● **The data**:

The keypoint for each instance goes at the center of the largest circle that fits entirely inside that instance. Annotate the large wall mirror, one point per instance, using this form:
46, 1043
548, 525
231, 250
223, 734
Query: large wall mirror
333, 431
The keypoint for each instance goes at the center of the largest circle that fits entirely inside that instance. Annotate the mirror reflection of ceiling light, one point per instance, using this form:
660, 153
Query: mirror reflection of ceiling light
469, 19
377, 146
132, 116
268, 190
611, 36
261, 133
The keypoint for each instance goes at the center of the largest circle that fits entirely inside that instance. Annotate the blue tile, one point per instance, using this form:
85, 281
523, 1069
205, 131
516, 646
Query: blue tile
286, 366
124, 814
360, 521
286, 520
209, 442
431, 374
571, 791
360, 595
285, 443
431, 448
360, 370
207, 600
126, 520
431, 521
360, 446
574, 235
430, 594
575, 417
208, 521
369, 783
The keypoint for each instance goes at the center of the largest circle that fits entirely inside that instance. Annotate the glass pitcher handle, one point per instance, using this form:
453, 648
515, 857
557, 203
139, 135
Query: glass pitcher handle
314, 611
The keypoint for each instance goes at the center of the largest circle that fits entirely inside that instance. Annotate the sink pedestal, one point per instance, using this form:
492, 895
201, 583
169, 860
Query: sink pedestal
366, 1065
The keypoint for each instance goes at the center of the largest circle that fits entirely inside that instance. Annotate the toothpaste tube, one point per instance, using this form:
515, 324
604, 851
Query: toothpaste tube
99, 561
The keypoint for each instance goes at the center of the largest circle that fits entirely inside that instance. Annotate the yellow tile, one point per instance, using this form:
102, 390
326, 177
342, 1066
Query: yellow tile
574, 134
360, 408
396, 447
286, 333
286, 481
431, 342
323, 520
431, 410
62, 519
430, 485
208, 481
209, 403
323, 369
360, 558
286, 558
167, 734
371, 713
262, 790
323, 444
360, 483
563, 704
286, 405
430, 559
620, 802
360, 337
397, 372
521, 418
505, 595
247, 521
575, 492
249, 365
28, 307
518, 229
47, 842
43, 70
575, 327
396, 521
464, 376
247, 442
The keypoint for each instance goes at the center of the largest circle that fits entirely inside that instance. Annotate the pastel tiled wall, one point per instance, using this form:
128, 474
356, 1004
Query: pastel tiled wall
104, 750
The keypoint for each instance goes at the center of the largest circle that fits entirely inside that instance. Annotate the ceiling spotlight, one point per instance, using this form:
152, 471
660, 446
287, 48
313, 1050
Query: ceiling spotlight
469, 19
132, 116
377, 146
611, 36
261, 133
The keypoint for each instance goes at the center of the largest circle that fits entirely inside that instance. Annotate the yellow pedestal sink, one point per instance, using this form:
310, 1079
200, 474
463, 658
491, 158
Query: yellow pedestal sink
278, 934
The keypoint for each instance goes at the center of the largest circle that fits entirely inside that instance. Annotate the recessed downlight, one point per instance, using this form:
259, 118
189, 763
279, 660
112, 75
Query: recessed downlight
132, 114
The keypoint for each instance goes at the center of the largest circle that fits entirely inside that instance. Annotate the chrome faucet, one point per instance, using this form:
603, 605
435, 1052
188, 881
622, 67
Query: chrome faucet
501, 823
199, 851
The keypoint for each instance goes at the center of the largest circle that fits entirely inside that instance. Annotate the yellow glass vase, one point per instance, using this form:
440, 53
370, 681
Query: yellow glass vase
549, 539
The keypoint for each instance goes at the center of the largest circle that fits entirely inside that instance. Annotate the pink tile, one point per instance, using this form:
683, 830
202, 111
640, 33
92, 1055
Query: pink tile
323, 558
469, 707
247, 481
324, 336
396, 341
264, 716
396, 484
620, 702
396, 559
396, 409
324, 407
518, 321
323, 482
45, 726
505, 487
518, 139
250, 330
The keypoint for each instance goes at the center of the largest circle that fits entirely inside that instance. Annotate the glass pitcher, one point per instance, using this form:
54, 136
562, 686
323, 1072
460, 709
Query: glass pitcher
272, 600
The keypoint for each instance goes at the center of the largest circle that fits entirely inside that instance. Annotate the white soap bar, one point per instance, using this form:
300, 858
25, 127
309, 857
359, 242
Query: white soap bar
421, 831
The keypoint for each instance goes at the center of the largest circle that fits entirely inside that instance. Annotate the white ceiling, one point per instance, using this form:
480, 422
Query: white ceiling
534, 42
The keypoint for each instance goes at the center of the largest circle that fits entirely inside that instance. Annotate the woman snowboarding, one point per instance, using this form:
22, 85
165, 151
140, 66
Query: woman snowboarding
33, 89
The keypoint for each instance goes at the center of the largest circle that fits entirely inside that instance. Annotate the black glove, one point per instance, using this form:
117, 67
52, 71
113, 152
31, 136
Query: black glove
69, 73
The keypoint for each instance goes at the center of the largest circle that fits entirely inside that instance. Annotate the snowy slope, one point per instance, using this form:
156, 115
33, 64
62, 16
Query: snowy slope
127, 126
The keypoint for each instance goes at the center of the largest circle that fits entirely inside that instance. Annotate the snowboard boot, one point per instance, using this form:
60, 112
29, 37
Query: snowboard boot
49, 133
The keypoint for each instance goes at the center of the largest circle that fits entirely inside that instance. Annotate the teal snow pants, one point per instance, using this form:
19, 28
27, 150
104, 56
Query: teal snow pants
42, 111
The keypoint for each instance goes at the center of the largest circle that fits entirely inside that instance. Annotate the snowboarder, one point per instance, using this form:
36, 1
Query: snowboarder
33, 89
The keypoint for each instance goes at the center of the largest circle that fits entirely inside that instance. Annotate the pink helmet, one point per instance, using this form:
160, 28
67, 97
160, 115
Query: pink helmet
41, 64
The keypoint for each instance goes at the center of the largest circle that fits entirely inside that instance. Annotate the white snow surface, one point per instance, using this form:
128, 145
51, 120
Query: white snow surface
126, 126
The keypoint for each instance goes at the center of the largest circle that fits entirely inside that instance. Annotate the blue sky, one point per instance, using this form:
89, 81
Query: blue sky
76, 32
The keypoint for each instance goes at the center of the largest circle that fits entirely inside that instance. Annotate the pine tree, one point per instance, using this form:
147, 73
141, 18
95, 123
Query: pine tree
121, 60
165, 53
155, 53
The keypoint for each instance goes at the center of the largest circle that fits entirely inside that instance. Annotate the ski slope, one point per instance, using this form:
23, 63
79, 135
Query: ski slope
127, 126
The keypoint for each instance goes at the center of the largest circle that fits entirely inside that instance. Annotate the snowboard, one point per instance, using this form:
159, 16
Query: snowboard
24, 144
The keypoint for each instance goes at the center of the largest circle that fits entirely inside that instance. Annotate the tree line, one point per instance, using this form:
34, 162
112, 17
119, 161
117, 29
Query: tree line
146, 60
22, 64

● **Do this**:
Each of the records should be retyped exactly.

● **Full solution**:
The keypoint for each instance goes at the center of the largest circle that fits entirely inside that instance. Annotate the large wall mirror, one point per instance, using this form:
46, 1043
548, 525
231, 250
223, 734
Query: large wall mirror
333, 431
The keypoint for each instance goes at the center of the largest circle that fits entirely inside that instance. Annotate the mirror reflection of ceiling light, one point per instance, using this form:
660, 153
Query: mirror reflection of ceiling light
469, 19
377, 146
132, 116
268, 190
611, 36
261, 133
The keypoint for each instance goes at the center of the largest circle that fits entirely inside that instance. Annotate the blue tile, one point per instance, using this form:
85, 281
523, 1069
205, 131
516, 646
Query: blue tile
286, 366
124, 814
360, 521
286, 520
209, 442
431, 374
571, 791
360, 595
285, 443
431, 448
360, 370
207, 600
126, 520
431, 521
360, 446
574, 235
430, 594
575, 417
208, 521
369, 783
The keypoint for each instance goes at the center of the largest circle that fits entirely inside that instance. Annotate the glass pitcher handle, one point per instance, using this form:
453, 648
515, 857
557, 203
139, 135
Query: glass pitcher handle
314, 611
The keypoint for each instance goes at the center of the largest circle that fits entirely inside that instance. Annotate the sink pedestal, one point per instance, using this form:
492, 895
201, 583
169, 860
Query: sink pedestal
366, 1065
The keypoint for each instance goes at the center of the largest circle that fits entirely inside that instance. Annotate the toothpaste tube, one point per instance, using this form:
515, 324
604, 851
Query: toothpaste tube
99, 561
The keypoint for each instance goes at the center of the largest circle that fits entirely inside that instance. Annotate the yellow tile, one point per instance, using this form:
102, 390
326, 177
342, 1066
Query: yellow tile
574, 134
360, 408
396, 447
286, 333
286, 481
431, 342
323, 520
431, 410
62, 519
430, 485
208, 481
209, 403
323, 369
360, 558
286, 558
167, 734
371, 713
262, 790
323, 444
360, 483
563, 704
286, 405
430, 559
620, 802
360, 337
397, 372
521, 418
505, 595
247, 521
575, 492
249, 365
28, 307
518, 229
47, 842
43, 70
575, 327
396, 521
464, 376
247, 442
The keypoint for each instance goes at the center of the largest circle that fits entirely inside that instance. Annotate the pastel tiled wall, one point per instance, using this form:
128, 474
356, 1004
Query: pastel tiled wall
104, 750
The keypoint for each instance goes at the center of the largest circle that fits entirely inside that instance. Annotate the ceiling spotlight, one point per instance, using this form:
152, 471
660, 446
287, 48
313, 1050
Query: ceiling spotlight
469, 19
132, 116
377, 146
611, 36
261, 133
The keypoint for each instance goes at the center of the largest circle that fits entirely inside that instance. Annotate the yellow pedestal sink, one point per instance, using this form:
310, 1079
200, 474
463, 658
491, 158
Query: yellow pedestal sink
278, 934
The keypoint for each instance goes at the center of the largest circle that fits entirely inside that instance. Annotate the recessed downlight, one point per instance, using this form:
259, 118
189, 763
279, 660
112, 75
Query: recessed downlight
132, 114
The keypoint for each instance goes at the center of the largest circle that fits entirely inside that instance. Annotate the chrome faucet, one point per instance, using this form:
603, 605
435, 1052
188, 881
622, 67
Query: chrome faucet
501, 823
199, 851
The keypoint for each instance goes at the center of the largest circle that fits entirely inside that instance. Annotate the yellow glass vase, one point per instance, using this form:
440, 53
370, 681
Query: yellow glass vase
549, 539
The keypoint for each instance goes at the center of the largest circle that fits entirely inside that instance. Annotate the pink tile, one point per instance, using this form:
683, 830
202, 111
640, 33
92, 1055
Query: pink tile
323, 558
469, 707
247, 481
324, 336
396, 341
264, 716
396, 484
620, 702
396, 559
396, 409
324, 407
518, 321
323, 482
45, 726
505, 487
518, 139
250, 330
The keypoint for each instance goes at the center of the largest circle that fits entirely inside that instance. Annotate the glass pitcher, one point per instance, using this form:
54, 136
562, 686
323, 1072
460, 709
Query: glass pitcher
272, 600
The keypoint for each instance goes at the center of the largest circle that fits entirely inside that instance. Annotate the white soap bar, one point per instance, using this form:
300, 858
25, 127
309, 857
359, 242
Query: white soap bar
421, 831
The keypoint for each instance goes at the center of the largest circle that fits entirely inside that instance. Annotate the white ceiling, one point per instance, using this form:
480, 422
Query: white ceiling
534, 42
The keypoint for each instance goes at the center of the largest circle that fits entirely inside that instance. Annotate the woman snowboarding, one point per instance, using this form:
22, 85
165, 151
140, 66
Query: woman snowboarding
33, 89
The keypoint for each instance goes at the center of the largest circle that fits entirely inside that instance. Annotate the black glove, one point per instance, using this form:
117, 67
52, 71
113, 152
31, 136
Query: black glove
69, 73
The keypoint for each instance goes at the center of the largest circle that fits entirely inside that instance. Annotate the snowy slope, one point per instance, using this form:
156, 115
33, 64
62, 16
Query: snowy slope
127, 126
The keypoint for each instance goes at the center of the largest circle that fits entirely inside that instance. Annotate the snowboard boot, one point per instance, using this form:
60, 112
29, 37
Query: snowboard boot
49, 133
The keypoint for each instance goes at the center of the largest circle that fits entirely inside that instance. Annotate the teal snow pants, one point per instance, using this form:
19, 28
27, 150
104, 56
Query: teal snow pants
42, 111
The keypoint for each instance goes at the center of the largest circle that fits entirely inside that instance. Annotate the snowboarder, one point per instance, using this form:
36, 1
Query: snowboarder
33, 89
The keypoint for each instance goes at the center of the largest circle that fits entirely inside that instance. Annotate the pink helmet, one point per instance, using this form:
160, 28
67, 97
160, 115
Query: pink helmet
41, 64
The keypoint for each instance goes at the center of the largest circle that fits entirely inside that instance. Annotate the white snow surface, one point per instance, using this form:
128, 145
51, 120
Query: white snow surface
126, 126
The keypoint for each instance goes at the center of the largest circle that fits entirely inside that instance. Annotate the blue sky, one point per instance, using this form:
89, 81
Query: blue sky
76, 32
The keypoint for each instance goes at the center of the largest circle that fits entirely inside that instance. Annotate the pine tree, one point per instance, using this form:
147, 73
141, 18
95, 123
Query: pine tree
121, 60
165, 53
155, 53
The keypoint for each instance goes at the center of the largest circle that fits entirely inside that instance. Annotate the ski slope, one point per instance, using this form:
23, 63
79, 135
Query: ski slope
127, 126
The keypoint for each instance goes at the center of the largest circle that fits entirely inside that instance. Annotate the snowboard, one point per instance, using this form:
159, 16
Query: snowboard
24, 144
The keypoint for each instance goes at the center of the largest circle that fits entirely inside that instance. Annotate the tree line, one point per instance, using this form:
34, 162
112, 17
119, 161
117, 29
Query: tree line
146, 60
22, 64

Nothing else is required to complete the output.